# Aim
Rewrite everything from the start of the lines below down to the line containing "295 150 L 229", requests included, multiplying each number in the traced answers (the viewBox dimensions and the outline coordinates) by 0.3 and rounding to whole numbers, with halves rounded up. Leave all numbers in the requests and their layout samples unchanged.

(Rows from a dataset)
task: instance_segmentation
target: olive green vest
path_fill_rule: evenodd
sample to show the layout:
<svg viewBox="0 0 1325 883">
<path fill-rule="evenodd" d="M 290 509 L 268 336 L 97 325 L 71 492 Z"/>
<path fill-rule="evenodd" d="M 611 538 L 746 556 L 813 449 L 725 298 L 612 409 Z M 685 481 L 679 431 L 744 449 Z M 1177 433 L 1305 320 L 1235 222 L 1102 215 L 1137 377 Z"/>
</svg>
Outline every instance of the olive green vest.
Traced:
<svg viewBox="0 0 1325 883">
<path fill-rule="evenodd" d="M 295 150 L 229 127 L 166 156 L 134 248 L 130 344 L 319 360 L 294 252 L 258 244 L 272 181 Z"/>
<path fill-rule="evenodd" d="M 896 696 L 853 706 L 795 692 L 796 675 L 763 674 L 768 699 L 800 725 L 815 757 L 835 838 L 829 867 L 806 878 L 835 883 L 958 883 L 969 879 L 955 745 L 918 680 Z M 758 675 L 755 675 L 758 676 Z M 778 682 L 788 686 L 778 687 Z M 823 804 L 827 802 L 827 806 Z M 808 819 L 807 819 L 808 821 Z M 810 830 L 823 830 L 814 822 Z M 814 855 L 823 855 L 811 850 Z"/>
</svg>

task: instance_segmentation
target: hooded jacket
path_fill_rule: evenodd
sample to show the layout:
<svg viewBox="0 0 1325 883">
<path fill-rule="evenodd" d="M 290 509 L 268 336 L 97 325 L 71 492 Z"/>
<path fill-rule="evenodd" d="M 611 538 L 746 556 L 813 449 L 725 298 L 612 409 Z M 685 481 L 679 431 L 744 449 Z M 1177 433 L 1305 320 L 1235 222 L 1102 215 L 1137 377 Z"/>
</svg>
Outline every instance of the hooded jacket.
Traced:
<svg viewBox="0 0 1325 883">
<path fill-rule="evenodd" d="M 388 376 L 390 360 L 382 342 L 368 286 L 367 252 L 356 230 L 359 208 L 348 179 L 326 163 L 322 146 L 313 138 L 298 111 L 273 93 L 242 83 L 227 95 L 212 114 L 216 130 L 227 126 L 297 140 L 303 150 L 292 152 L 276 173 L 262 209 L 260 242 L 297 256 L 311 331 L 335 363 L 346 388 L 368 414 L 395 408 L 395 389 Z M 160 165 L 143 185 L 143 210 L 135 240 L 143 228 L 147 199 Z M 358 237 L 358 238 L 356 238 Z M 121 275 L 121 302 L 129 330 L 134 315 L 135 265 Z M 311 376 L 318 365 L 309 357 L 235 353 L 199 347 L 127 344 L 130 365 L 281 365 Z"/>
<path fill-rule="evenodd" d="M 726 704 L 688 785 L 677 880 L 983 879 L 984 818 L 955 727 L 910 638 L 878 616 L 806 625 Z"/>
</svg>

# Answer for this exercise
task: instance_segmentation
target: olive green vest
path_fill_rule: evenodd
sample to show the layout:
<svg viewBox="0 0 1325 883">
<path fill-rule="evenodd" d="M 290 509 L 268 336 L 97 325 L 71 492 Z"/>
<path fill-rule="evenodd" d="M 611 538 L 746 556 L 813 449 L 725 298 L 612 409 Z M 685 481 L 679 431 L 744 449 Z M 1177 433 L 1305 320 L 1235 222 L 1102 215 L 1137 377 Z"/>
</svg>
Outline every instance of the olive green vest.
Traced:
<svg viewBox="0 0 398 265">
<path fill-rule="evenodd" d="M 89 45 L 69 38 L 50 47 L 40 74 L 39 103 L 96 108 L 88 76 L 77 73 L 82 54 Z"/>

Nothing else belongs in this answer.